SOURCE DATA:
════
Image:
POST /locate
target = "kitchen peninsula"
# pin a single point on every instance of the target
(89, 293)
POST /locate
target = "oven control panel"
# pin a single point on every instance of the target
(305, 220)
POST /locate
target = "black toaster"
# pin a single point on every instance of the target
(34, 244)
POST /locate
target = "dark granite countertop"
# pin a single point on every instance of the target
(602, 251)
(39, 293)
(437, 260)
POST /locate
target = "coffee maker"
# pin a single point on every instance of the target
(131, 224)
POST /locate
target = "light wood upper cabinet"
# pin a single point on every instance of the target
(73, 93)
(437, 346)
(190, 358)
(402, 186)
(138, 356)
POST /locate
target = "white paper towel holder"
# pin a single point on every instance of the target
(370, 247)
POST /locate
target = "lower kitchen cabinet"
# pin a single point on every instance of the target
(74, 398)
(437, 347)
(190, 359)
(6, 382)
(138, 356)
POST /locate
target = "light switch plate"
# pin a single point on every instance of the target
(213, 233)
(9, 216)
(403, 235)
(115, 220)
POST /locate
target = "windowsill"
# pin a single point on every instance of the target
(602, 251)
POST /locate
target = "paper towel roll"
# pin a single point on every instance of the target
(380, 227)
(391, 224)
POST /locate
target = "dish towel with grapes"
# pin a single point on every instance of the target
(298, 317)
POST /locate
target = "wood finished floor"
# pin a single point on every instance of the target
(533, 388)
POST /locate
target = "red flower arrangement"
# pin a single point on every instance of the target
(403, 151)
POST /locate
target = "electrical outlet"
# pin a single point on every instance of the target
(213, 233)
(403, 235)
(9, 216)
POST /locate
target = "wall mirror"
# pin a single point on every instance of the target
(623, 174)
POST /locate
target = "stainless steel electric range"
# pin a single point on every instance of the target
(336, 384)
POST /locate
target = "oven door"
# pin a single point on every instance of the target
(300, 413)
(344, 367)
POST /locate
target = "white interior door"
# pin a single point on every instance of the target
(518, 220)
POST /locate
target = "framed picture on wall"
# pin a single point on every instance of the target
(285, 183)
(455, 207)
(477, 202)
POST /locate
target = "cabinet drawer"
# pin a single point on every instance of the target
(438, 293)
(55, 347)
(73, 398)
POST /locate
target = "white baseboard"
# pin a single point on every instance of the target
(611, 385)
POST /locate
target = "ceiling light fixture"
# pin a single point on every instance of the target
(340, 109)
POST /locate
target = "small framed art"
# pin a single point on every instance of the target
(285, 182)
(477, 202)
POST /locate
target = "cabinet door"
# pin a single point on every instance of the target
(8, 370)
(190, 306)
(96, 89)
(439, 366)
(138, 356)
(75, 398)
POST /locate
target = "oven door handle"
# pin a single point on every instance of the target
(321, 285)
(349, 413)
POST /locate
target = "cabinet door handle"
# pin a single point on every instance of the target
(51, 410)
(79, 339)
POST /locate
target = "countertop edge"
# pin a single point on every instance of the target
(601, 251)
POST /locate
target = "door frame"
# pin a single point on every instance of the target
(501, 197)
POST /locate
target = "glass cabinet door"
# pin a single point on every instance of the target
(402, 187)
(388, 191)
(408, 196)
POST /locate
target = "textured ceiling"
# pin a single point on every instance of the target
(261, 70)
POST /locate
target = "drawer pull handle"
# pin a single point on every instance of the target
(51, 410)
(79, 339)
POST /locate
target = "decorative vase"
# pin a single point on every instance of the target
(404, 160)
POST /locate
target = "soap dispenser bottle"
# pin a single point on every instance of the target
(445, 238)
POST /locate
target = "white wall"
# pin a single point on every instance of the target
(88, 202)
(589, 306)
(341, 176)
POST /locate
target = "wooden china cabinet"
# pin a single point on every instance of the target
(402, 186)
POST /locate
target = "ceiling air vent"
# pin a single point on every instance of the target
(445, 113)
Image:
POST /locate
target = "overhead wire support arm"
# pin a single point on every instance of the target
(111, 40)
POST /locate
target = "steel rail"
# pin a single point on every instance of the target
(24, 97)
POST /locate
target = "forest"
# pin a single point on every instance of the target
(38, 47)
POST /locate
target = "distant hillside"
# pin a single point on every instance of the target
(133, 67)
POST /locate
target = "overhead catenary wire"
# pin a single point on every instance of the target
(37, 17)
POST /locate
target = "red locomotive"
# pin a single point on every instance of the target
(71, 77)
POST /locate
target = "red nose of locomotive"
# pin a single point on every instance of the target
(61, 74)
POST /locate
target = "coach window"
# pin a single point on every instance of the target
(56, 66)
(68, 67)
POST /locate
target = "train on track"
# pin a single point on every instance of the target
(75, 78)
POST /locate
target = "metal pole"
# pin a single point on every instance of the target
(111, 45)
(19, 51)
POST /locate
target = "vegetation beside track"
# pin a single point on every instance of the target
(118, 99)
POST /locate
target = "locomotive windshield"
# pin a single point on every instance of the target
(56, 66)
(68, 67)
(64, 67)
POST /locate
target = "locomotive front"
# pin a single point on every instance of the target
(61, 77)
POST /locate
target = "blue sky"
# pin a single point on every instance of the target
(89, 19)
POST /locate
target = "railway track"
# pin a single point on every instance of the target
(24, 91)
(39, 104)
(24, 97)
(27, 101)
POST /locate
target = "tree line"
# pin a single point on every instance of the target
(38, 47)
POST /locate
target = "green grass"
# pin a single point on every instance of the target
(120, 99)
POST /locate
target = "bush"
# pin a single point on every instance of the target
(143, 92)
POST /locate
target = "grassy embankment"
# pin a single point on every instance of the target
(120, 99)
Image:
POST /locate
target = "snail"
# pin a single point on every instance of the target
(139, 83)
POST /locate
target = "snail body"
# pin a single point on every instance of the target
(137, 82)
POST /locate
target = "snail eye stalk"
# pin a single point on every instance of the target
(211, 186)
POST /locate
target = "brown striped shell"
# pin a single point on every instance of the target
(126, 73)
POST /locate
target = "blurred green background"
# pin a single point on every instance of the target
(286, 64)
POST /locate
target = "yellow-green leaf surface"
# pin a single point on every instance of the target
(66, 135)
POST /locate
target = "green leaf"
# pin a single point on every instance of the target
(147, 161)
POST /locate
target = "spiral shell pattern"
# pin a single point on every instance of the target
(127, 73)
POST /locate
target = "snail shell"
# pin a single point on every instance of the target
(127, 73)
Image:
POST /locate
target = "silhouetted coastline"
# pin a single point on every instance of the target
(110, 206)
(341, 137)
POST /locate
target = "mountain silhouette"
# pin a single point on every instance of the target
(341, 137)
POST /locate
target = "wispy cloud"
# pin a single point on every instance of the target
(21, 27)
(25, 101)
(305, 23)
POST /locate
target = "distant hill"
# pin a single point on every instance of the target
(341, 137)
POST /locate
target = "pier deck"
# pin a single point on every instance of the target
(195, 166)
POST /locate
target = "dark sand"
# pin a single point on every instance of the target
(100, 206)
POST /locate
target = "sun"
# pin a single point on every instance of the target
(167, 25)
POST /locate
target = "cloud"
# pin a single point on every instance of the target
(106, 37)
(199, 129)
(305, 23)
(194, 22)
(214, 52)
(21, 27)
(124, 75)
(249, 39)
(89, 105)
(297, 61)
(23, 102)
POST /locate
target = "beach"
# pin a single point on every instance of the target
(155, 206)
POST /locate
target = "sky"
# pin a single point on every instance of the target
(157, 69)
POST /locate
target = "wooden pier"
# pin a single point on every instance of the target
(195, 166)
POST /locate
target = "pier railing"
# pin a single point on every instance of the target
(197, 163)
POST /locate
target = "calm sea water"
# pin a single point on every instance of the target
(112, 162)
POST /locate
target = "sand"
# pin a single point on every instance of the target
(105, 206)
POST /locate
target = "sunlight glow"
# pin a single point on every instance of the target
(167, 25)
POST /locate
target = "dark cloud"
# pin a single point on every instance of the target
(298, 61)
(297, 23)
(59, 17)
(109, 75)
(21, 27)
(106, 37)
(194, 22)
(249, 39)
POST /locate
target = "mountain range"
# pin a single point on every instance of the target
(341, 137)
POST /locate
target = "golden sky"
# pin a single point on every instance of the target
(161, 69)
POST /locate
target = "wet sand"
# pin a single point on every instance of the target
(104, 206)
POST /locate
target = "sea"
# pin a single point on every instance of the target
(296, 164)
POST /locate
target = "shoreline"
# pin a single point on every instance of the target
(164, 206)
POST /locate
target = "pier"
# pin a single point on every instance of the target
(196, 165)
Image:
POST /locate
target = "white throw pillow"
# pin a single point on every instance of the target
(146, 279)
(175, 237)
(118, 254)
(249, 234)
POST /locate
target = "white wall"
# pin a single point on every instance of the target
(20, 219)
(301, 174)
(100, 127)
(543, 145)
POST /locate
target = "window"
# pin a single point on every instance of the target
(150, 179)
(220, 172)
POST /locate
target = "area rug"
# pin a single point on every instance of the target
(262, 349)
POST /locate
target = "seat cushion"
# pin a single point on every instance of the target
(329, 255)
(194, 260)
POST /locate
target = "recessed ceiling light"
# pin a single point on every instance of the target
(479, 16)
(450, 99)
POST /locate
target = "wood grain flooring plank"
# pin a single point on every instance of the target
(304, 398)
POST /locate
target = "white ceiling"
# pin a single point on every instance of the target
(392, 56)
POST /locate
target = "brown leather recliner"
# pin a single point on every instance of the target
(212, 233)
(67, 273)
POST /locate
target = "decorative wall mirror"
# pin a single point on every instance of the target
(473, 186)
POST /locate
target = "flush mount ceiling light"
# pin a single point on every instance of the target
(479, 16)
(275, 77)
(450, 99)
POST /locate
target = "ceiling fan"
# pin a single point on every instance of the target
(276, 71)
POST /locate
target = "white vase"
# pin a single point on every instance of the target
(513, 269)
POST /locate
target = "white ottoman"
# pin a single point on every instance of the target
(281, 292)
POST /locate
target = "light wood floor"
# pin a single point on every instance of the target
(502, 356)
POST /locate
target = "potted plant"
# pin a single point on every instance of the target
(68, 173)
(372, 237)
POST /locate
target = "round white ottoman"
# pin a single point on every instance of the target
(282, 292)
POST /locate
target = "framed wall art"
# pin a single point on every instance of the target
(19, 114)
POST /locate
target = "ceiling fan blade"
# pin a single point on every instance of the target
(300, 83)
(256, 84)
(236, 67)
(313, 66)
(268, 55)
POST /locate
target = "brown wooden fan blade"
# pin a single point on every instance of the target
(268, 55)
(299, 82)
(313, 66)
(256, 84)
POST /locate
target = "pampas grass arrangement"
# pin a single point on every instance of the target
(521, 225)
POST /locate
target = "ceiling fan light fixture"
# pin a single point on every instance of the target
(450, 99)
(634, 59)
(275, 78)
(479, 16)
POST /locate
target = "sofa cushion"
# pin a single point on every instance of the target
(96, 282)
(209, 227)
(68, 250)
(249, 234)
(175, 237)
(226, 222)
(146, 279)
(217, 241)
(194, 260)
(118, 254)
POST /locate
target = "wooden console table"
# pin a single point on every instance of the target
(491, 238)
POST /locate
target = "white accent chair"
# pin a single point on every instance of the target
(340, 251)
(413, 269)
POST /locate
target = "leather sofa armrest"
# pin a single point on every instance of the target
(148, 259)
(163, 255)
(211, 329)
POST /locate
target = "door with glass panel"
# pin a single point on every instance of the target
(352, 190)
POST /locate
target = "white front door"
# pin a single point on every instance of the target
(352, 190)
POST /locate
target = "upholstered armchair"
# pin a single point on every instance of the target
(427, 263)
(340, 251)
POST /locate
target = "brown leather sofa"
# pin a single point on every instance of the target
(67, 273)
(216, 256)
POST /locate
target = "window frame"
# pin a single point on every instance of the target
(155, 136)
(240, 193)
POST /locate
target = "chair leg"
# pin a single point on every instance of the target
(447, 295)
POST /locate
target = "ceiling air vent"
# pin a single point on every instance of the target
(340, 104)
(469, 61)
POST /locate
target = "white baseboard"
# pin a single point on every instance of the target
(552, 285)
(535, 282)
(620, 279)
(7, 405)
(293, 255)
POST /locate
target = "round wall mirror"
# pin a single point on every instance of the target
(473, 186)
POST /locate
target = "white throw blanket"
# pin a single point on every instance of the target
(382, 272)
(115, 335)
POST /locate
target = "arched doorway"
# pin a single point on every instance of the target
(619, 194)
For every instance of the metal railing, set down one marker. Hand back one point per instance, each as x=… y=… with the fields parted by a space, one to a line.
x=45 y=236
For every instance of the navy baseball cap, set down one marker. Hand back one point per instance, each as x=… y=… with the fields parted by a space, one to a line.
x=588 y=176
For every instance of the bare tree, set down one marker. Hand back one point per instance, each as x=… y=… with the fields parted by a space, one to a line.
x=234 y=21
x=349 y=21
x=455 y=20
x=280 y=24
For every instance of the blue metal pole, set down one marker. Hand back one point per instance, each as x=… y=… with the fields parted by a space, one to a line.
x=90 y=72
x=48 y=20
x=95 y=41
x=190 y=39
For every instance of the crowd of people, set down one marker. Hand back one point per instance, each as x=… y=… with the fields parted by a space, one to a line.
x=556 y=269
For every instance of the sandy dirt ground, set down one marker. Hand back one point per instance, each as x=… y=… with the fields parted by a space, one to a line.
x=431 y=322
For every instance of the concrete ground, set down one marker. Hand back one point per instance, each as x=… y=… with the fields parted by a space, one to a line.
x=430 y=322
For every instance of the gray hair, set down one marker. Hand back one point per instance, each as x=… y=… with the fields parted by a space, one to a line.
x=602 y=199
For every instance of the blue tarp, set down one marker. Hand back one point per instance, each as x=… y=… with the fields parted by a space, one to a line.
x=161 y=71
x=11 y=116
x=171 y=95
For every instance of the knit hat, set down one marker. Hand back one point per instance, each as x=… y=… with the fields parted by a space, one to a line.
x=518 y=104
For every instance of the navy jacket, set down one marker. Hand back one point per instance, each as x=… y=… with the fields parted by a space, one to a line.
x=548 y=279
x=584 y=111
════
TASK DIRECTIONS:
Respond with nothing but the number of lines in the entries that contain the string "drawer".

RESPONSE FOR THIS EXERCISE:
2